Can you write out all the lines below again, swapping "Format example" for "Sample output" everywhere it appears and leaving every other character as it is?

** begin **

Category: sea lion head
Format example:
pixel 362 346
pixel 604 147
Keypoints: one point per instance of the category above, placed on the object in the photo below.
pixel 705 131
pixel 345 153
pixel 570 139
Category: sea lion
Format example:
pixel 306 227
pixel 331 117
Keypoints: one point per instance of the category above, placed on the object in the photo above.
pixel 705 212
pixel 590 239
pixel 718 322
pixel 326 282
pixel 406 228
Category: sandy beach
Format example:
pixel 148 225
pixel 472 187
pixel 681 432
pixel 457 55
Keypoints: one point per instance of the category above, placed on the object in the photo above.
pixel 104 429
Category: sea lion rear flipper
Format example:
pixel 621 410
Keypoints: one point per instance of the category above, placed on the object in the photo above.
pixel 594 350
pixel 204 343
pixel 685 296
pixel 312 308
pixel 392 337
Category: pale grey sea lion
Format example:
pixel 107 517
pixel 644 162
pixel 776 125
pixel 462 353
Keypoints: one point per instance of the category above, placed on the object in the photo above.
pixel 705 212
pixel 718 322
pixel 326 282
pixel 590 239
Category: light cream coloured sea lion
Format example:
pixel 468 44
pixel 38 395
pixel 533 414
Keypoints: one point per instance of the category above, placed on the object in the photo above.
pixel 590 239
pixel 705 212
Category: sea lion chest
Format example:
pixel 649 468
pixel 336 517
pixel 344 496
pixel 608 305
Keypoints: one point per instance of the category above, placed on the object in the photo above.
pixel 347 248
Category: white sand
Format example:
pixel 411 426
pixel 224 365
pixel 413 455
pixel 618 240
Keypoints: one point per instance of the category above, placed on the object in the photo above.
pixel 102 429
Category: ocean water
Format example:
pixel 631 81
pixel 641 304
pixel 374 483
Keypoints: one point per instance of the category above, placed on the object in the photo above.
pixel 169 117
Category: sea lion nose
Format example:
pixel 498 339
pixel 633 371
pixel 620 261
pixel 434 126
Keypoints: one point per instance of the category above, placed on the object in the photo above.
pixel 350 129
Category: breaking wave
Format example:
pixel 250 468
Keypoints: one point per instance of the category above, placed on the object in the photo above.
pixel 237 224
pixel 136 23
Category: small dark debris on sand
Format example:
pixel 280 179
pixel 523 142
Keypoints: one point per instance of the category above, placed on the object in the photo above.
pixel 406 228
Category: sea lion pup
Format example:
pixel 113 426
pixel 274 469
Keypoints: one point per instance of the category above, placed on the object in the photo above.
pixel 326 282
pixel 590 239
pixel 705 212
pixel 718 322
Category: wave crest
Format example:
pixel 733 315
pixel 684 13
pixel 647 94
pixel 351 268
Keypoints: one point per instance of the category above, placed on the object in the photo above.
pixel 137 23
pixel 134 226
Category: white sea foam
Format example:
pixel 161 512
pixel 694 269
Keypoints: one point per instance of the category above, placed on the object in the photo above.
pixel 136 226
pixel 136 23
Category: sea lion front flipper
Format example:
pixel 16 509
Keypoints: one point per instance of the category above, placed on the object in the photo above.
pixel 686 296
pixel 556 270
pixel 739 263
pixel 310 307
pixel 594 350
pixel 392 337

** end **

-- Answer to this task --
Category: sea lion head
Sample output:
pixel 362 346
pixel 604 147
Keypoints: one point per instance of the category above, placed on the object in the photo below.
pixel 705 131
pixel 345 153
pixel 570 139
Category: sea lion
Sample output:
pixel 306 227
pixel 331 117
Keypoints: one point per instance of the category above, placed on the object in the photo above.
pixel 705 212
pixel 590 239
pixel 718 322
pixel 326 282
pixel 406 228
Category: sandy beach
Sample output:
pixel 148 225
pixel 472 187
pixel 681 432
pixel 457 55
Keypoints: one point per instance of the category above, placed on the object in the photo above.
pixel 104 429
Category: sea lion rear flipper
Sample output:
pixel 621 410
Keypoints: one point per instance of the category above, placed on the object in the photo above.
pixel 594 350
pixel 204 343
pixel 685 296
pixel 312 308
pixel 392 337
Category: pale grey sea lion
Sample output:
pixel 107 517
pixel 644 162
pixel 776 125
pixel 462 353
Keypoints: one point per instance of the category above, placed on the object in the photo above.
pixel 705 212
pixel 718 322
pixel 326 282
pixel 590 239
Category: light cream coloured sea lion
Sample output:
pixel 468 44
pixel 38 395
pixel 533 414
Keypoints: one point per instance of the category above, placed on the object in the photo above.
pixel 590 239
pixel 705 212
Category: sea lion chest
Sample output:
pixel 649 468
pixel 336 517
pixel 344 496
pixel 608 305
Keypoints: one point per instance of the category above, placed on the object in the photo above.
pixel 347 248
Category: white sand
Sample output:
pixel 411 426
pixel 224 365
pixel 413 455
pixel 618 240
Keypoints: one point per instance of the category above, placed on the object in the photo above.
pixel 102 429
Category: ocean water
Sample output:
pixel 631 81
pixel 641 304
pixel 374 483
Keypoints: one point per instance of the category above, placed on the object in the photo above.
pixel 169 117
Category: sea lion nose
Sample output:
pixel 498 339
pixel 633 371
pixel 620 261
pixel 434 126
Keypoints: one point per instance of the category above, placed on the object in the photo above.
pixel 350 129
Category: breaking wave
Sample output:
pixel 250 468
Keypoints: one point per instance of the category above, placed on the object in the photo above.
pixel 237 224
pixel 136 23
Category: small dark debris on sand
Sample output:
pixel 280 179
pixel 523 142
Keypoints: one point per instance of the category above, placed on the object in the photo above.
pixel 406 228
Category: sea lion pup
Sample output:
pixel 113 426
pixel 274 469
Keypoints: one point per instance of the category above, placed on the object in the photo above.
pixel 326 282
pixel 590 239
pixel 705 212
pixel 718 322
Category: wave crest
Sample output:
pixel 733 315
pixel 684 13
pixel 647 94
pixel 351 268
Keypoints: one point per instance of the category above, placed on the object in the photo above.
pixel 137 23
pixel 134 226
Category: white sea foam
Sample output:
pixel 161 512
pixel 694 269
Keypoints: one point per instance of the category above, placed on the object in the photo above.
pixel 136 226
pixel 136 23
Category: sea lion front flipper
Sample output:
pixel 16 509
Keypoints: one point per instance of the category above, placed on the object in the photo above.
pixel 686 296
pixel 556 270
pixel 739 263
pixel 310 307
pixel 594 350
pixel 392 337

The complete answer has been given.